Task requirements:
**A)** Decide whether each statement agrees with the article on running IT as an internal software vendor. Answer yes or no for each, quoting the deciding words. (i) The Business Analyst hands the ticket to engineering. (ii) Funding by itself changes organizational velocity. (iii) Traditional technology budgeting depends on rigid, annual funding cycles.
**B)** In the article on running IT as an internal software vendor, which three things become an enterprise Lego block?

Reading text:
Every modern enterprise is a technology company. Yet most still run their infrastructure like an outdated municipal utility.
When technology operates as a cost center, it traps the enterprise in a reactive doom loop. The business experiences friction, routes a ticket, and an order taking function builds an isolated patch. This structural patchwork creates a fragmented, brittle estate that introduces systemic drag and eventually breaks under its own weight.
To scale without breaking, enterprise leaders must kill the service desk mentality. IT must be operated as an internal software vendor.
Capital Allocation: From Liability to Asset
Traditional technology budgeting relies on rigid, annual funding cycles mapped to static activities—building a specific CRM module, upgrading an isolated database, migrating a server. This is a liability model. You fund the build, then you fund the maintenance, then you fund the workaround, then you fund the replacement. It yields disposable technology that decays in value from the day it is deployed.
A productized technology organization operates on an internal venture funding model. We do not invest in activities. We invest in compounding outcomes.
Instead of funding a project, we capital-endow a capability: reducing financial close time by 40%, or accelerating order processing velocity by a factor of ten. When you fund outcomes rather than tasks, engineering teams are incentivized to build modular, reusable asset architecture. Every platform, data pipeline, and automated workflow becomes an enterprise Lego block. Over time, these assets compound, allowing the enterprise to deploy new capabilities at near-zero marginal cost.
Operational Stewardship: The Proactive Paradigm
Funding alone does not alter organizational velocity. The roles inside the architecture must pivot with the capital.
The legacy bridge between technology and business is the Business Analyst. The BA sits down with a department, documents their explicit requirements, and passes the ticket to engineering. This model assumes a functional business team already knows the optimal technical architecture. They do not. They only know where it hurts.

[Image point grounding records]
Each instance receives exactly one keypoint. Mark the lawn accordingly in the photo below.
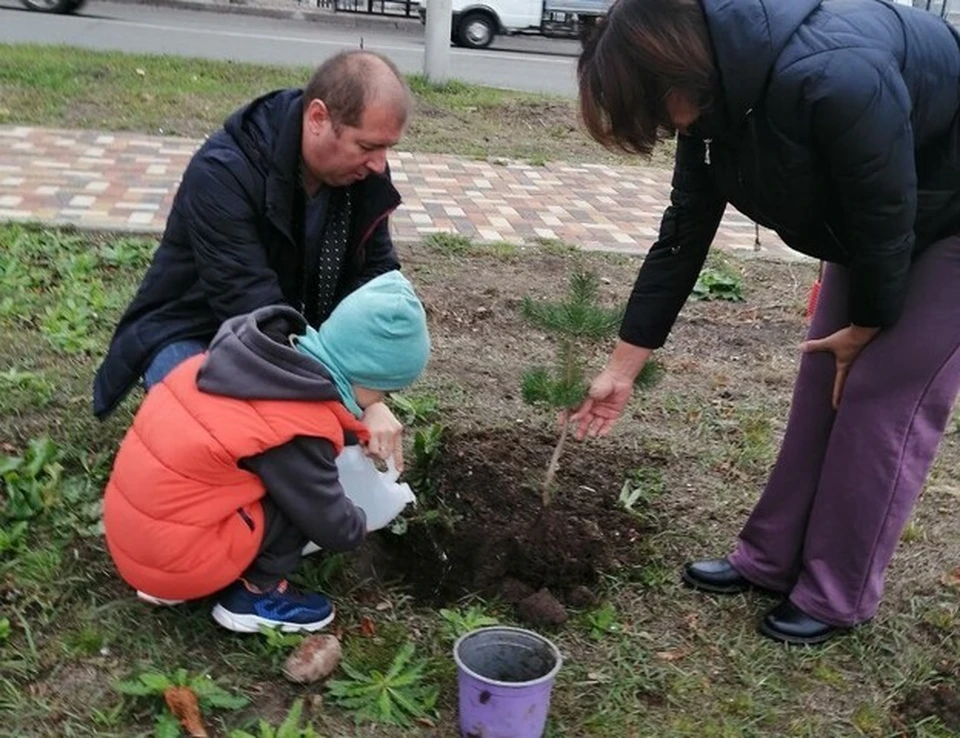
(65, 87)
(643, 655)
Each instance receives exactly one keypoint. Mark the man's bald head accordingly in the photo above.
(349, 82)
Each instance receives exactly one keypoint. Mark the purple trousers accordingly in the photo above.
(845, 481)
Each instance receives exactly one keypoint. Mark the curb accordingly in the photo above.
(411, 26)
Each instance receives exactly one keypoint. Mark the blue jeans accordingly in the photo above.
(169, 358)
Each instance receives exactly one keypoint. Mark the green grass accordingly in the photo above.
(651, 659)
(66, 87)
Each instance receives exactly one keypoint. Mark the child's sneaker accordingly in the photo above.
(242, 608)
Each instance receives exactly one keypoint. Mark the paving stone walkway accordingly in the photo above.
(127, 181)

Solutions by task:
**A)**
(i) Yes: "passes the ticket to engineering"
(ii) No: "Funding alone does not alter organizational velocity."
(iii) Yes: "relies on rigid, annual funding cycles"

**B)** Every platform, data pipeline, and automated workflow.